* Required work: Pick out every line in the entries below that contains the word "yellow", and copy each one in full.

* Data provided:
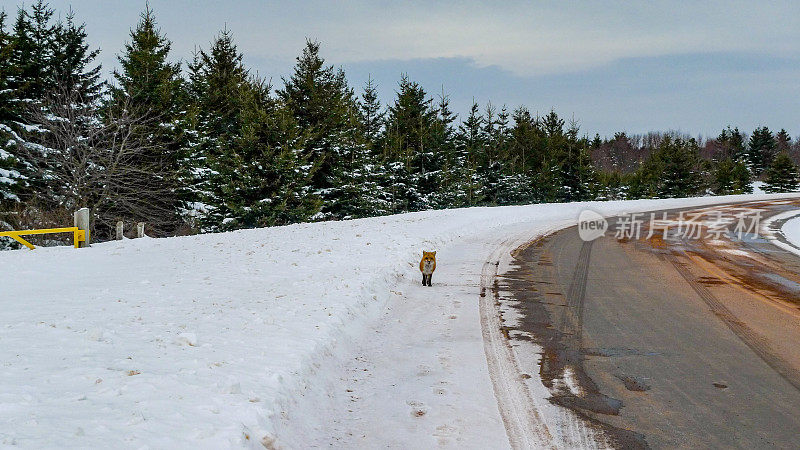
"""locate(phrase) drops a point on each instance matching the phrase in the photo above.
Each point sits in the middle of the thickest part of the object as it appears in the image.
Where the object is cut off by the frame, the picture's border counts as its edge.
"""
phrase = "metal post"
(82, 222)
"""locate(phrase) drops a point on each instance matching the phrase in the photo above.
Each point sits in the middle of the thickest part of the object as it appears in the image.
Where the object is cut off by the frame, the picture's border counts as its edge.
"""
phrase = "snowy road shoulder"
(251, 338)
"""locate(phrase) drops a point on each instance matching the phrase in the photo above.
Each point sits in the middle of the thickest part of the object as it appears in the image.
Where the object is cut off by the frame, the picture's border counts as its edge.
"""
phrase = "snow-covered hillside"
(249, 338)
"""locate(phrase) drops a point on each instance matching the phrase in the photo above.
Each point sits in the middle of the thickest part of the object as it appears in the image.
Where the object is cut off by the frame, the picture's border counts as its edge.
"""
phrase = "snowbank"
(215, 340)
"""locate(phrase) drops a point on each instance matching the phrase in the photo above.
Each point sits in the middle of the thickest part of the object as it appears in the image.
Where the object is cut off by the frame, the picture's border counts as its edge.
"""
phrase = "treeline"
(213, 146)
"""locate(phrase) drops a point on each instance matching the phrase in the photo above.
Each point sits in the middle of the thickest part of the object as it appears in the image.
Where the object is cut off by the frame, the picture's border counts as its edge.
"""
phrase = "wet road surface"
(667, 342)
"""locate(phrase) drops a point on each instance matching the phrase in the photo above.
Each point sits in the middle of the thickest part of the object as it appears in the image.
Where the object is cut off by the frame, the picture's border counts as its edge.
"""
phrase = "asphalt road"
(667, 343)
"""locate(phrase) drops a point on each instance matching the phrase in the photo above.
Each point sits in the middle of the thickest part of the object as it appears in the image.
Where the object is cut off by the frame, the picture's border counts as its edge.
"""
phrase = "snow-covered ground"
(305, 335)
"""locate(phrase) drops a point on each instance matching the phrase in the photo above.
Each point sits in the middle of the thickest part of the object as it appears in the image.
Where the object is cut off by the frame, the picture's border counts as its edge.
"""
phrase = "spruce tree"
(56, 69)
(372, 113)
(326, 110)
(782, 175)
(470, 149)
(731, 177)
(761, 150)
(10, 177)
(732, 141)
(245, 147)
(412, 161)
(783, 142)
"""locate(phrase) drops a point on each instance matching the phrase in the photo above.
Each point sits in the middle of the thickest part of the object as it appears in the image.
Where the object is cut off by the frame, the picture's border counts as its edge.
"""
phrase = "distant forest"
(207, 145)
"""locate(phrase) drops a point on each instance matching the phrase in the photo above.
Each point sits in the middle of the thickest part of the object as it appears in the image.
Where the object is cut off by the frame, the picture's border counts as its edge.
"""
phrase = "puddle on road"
(562, 360)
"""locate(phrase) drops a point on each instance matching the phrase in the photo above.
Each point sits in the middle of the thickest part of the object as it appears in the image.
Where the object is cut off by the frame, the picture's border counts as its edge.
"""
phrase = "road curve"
(666, 343)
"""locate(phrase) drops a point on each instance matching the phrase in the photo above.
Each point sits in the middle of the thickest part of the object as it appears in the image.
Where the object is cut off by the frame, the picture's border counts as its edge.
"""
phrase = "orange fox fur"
(427, 266)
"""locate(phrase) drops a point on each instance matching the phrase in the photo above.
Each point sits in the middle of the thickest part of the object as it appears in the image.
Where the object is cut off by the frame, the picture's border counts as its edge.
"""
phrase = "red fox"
(427, 266)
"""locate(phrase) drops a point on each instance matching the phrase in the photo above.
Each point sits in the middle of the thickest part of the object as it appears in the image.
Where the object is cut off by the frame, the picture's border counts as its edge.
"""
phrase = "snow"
(758, 187)
(791, 231)
(253, 338)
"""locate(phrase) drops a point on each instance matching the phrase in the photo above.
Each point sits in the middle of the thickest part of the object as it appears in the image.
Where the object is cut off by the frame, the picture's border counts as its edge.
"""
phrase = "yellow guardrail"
(78, 235)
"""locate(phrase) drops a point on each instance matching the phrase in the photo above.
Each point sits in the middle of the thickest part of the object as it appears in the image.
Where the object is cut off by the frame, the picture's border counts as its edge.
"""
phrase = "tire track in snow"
(524, 425)
(756, 342)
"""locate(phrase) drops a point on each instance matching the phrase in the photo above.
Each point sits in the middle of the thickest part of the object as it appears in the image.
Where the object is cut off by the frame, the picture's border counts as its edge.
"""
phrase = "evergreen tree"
(782, 175)
(761, 150)
(733, 144)
(442, 136)
(674, 169)
(55, 69)
(246, 148)
(470, 147)
(413, 162)
(371, 112)
(150, 87)
(731, 177)
(326, 110)
(577, 174)
(783, 142)
(10, 177)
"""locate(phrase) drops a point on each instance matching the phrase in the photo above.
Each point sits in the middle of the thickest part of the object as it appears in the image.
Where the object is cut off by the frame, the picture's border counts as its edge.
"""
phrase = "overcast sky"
(613, 65)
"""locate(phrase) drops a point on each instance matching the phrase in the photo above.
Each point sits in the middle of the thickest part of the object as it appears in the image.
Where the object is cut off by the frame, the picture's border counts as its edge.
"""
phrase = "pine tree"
(674, 169)
(371, 112)
(150, 87)
(246, 147)
(413, 161)
(470, 147)
(782, 175)
(761, 151)
(783, 141)
(10, 177)
(732, 141)
(442, 138)
(56, 70)
(327, 112)
(731, 177)
(577, 173)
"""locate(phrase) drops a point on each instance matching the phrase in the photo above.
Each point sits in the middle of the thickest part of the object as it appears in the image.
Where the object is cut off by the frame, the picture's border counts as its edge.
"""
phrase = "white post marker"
(81, 220)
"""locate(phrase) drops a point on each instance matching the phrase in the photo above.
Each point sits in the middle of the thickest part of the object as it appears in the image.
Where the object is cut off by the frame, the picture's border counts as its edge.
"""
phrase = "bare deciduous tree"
(83, 154)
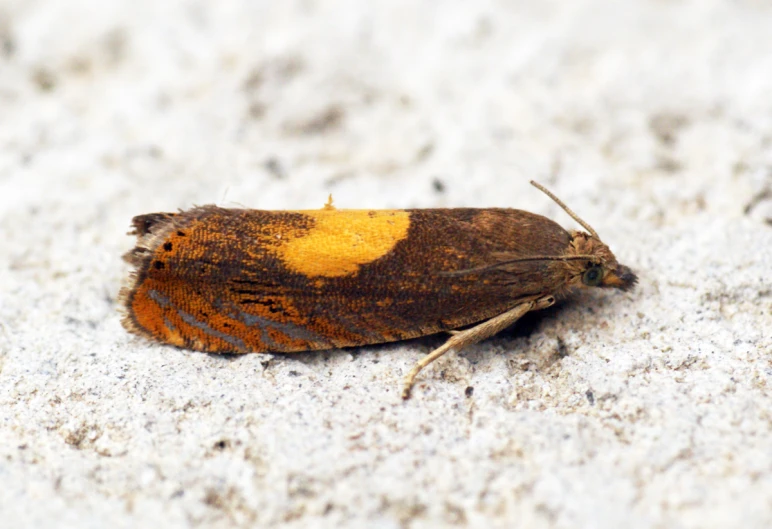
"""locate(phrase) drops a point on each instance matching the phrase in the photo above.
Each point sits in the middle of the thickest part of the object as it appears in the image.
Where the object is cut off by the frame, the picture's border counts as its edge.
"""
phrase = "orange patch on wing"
(341, 241)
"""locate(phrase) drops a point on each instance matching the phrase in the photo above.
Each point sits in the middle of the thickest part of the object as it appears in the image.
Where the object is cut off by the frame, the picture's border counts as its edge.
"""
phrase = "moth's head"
(600, 269)
(589, 262)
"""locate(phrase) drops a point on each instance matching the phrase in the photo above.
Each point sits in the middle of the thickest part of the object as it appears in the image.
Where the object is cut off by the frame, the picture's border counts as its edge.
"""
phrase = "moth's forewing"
(232, 280)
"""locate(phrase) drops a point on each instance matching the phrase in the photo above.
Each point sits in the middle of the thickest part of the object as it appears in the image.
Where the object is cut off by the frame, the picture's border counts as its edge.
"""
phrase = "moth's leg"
(486, 329)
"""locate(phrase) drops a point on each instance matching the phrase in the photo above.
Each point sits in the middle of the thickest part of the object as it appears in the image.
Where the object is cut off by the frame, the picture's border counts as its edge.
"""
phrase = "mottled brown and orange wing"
(234, 280)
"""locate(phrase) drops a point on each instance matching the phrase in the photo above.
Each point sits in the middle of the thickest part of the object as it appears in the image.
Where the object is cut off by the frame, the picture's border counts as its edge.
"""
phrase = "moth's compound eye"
(592, 276)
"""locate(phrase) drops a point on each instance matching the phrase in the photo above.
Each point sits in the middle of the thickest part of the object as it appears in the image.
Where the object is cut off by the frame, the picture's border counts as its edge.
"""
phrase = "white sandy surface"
(652, 119)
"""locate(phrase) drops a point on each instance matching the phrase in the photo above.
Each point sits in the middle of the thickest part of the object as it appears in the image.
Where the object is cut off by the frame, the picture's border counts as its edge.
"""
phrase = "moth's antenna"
(565, 208)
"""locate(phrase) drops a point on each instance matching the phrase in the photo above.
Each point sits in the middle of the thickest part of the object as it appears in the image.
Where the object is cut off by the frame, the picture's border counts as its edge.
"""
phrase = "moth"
(239, 280)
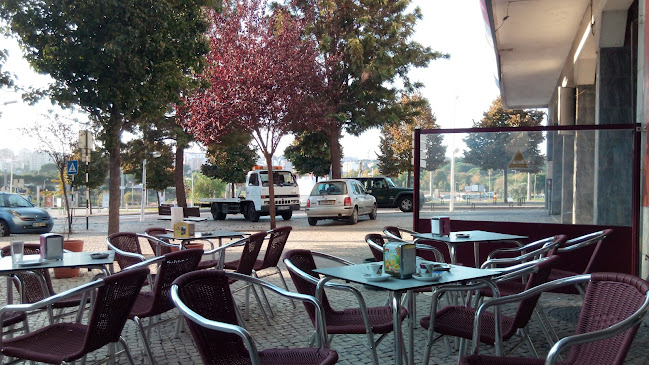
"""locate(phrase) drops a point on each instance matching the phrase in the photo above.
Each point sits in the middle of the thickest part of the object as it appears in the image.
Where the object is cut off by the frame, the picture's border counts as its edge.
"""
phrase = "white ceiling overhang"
(536, 39)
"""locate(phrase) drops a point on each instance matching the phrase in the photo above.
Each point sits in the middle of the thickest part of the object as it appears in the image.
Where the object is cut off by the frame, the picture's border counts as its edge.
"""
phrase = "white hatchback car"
(339, 199)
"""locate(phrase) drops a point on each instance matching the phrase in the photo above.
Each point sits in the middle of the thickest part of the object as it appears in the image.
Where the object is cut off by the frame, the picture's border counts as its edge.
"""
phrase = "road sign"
(73, 167)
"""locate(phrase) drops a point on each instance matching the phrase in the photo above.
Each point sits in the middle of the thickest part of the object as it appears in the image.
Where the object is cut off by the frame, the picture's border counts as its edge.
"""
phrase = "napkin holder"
(183, 230)
(440, 226)
(51, 246)
(399, 259)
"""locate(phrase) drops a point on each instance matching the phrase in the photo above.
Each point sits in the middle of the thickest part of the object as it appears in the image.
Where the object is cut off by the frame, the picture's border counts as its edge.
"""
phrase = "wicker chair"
(31, 289)
(152, 304)
(361, 320)
(458, 320)
(614, 306)
(66, 342)
(277, 239)
(578, 245)
(205, 299)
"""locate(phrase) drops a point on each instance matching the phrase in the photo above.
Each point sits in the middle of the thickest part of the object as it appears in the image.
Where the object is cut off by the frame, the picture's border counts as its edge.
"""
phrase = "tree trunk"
(113, 186)
(271, 190)
(336, 154)
(181, 198)
(505, 185)
(65, 199)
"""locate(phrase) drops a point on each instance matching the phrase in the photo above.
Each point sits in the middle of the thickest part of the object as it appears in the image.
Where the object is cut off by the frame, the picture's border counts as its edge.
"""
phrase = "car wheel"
(287, 215)
(354, 217)
(405, 204)
(374, 212)
(253, 215)
(4, 229)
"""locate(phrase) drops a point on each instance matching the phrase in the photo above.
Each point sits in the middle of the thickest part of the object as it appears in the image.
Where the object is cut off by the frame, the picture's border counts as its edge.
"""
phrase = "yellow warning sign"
(518, 161)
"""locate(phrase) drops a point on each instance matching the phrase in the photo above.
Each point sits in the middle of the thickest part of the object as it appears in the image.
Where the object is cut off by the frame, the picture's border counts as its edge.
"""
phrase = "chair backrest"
(111, 308)
(609, 299)
(527, 305)
(32, 289)
(584, 242)
(174, 265)
(276, 242)
(303, 260)
(250, 252)
(207, 293)
(373, 239)
(125, 241)
(155, 232)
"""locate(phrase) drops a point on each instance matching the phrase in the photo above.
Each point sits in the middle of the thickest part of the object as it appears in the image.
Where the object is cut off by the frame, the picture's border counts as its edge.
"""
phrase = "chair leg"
(127, 351)
(263, 295)
(145, 340)
(261, 307)
(281, 277)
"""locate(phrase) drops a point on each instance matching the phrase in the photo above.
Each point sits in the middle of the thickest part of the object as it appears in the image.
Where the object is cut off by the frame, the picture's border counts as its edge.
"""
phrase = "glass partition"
(580, 175)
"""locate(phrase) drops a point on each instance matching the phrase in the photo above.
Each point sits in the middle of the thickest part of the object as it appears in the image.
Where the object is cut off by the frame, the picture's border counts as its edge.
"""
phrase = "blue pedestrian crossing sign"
(73, 167)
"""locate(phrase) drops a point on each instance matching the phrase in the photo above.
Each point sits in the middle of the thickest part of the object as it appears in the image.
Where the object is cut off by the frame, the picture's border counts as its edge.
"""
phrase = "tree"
(416, 114)
(119, 60)
(309, 153)
(57, 138)
(263, 79)
(97, 171)
(368, 52)
(230, 160)
(496, 150)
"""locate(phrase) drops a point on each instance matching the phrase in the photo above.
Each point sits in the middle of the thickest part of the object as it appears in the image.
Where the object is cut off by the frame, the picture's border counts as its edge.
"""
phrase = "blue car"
(17, 215)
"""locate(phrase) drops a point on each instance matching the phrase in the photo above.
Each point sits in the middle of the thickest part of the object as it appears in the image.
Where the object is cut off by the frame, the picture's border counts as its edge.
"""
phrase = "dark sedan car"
(17, 215)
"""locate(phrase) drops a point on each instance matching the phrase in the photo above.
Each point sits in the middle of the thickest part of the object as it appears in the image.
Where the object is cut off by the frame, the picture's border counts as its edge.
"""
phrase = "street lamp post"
(155, 154)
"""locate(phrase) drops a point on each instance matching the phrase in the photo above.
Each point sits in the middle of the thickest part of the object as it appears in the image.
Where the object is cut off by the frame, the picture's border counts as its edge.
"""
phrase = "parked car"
(387, 194)
(17, 215)
(339, 199)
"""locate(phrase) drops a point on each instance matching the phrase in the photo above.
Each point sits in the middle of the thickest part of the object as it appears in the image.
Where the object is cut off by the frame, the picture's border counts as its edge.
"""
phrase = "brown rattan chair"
(361, 320)
(65, 342)
(31, 289)
(205, 299)
(614, 306)
(154, 303)
(277, 239)
(458, 320)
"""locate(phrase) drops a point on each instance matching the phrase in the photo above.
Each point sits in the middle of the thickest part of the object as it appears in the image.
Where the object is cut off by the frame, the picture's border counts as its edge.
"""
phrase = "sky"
(459, 90)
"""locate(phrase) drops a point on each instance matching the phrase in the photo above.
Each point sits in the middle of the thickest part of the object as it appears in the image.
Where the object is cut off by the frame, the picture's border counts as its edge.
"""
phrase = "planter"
(188, 246)
(74, 246)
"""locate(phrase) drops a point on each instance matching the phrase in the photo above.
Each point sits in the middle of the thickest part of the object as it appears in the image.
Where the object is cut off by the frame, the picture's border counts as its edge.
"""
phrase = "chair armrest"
(124, 253)
(602, 334)
(583, 241)
(518, 297)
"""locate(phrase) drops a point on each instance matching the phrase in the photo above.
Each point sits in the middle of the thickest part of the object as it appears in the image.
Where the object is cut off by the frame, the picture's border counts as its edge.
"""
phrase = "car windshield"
(330, 188)
(14, 201)
(280, 178)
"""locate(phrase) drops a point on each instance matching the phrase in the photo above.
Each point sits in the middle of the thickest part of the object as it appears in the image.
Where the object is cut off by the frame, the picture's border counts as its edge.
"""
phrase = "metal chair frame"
(336, 286)
(553, 355)
(246, 337)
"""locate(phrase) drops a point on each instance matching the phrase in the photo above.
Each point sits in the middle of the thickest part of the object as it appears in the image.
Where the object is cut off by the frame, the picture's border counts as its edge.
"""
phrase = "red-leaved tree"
(263, 77)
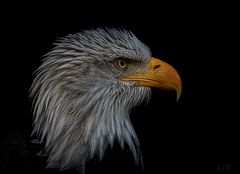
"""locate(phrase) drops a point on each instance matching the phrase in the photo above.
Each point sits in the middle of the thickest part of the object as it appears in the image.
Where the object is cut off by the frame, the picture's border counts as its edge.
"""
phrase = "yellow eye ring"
(122, 64)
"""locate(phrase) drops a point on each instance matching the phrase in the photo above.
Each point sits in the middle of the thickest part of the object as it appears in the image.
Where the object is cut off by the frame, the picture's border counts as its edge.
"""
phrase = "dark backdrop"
(198, 134)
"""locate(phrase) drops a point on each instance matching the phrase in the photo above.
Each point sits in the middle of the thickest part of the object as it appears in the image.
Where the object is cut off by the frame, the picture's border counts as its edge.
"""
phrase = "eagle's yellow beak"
(157, 74)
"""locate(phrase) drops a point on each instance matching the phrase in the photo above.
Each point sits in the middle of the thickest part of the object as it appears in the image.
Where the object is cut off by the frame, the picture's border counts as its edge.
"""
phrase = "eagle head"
(84, 90)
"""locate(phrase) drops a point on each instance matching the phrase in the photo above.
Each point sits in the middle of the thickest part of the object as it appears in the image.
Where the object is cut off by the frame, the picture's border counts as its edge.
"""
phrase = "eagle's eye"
(121, 64)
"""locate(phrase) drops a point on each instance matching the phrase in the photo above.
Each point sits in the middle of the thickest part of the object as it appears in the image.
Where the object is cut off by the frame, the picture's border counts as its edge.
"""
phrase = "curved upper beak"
(157, 74)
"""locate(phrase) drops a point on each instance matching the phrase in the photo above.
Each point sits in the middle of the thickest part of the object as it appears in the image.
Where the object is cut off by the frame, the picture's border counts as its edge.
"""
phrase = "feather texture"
(80, 105)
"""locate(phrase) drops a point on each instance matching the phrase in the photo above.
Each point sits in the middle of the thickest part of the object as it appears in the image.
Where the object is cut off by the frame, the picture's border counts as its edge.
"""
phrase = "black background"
(198, 134)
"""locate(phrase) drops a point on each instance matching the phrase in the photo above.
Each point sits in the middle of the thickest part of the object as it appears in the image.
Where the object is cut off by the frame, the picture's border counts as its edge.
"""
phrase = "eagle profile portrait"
(85, 89)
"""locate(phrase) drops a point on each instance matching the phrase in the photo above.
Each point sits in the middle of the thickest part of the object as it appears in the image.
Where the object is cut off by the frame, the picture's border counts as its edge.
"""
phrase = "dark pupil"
(122, 63)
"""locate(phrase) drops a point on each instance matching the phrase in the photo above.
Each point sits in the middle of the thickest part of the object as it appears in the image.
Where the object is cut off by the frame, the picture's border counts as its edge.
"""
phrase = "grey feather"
(80, 105)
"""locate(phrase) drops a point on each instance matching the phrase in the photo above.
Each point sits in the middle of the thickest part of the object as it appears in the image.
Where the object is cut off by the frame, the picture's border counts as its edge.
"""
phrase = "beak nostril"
(156, 67)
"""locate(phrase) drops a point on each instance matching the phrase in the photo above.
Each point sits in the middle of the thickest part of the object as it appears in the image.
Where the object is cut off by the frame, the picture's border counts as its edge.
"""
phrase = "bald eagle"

* Task response:
phrase = "yellow guardrail"
phrase = "yellow warning sign"
phrase = "yellow eye ring"
phrase = "eagle's yellow beak"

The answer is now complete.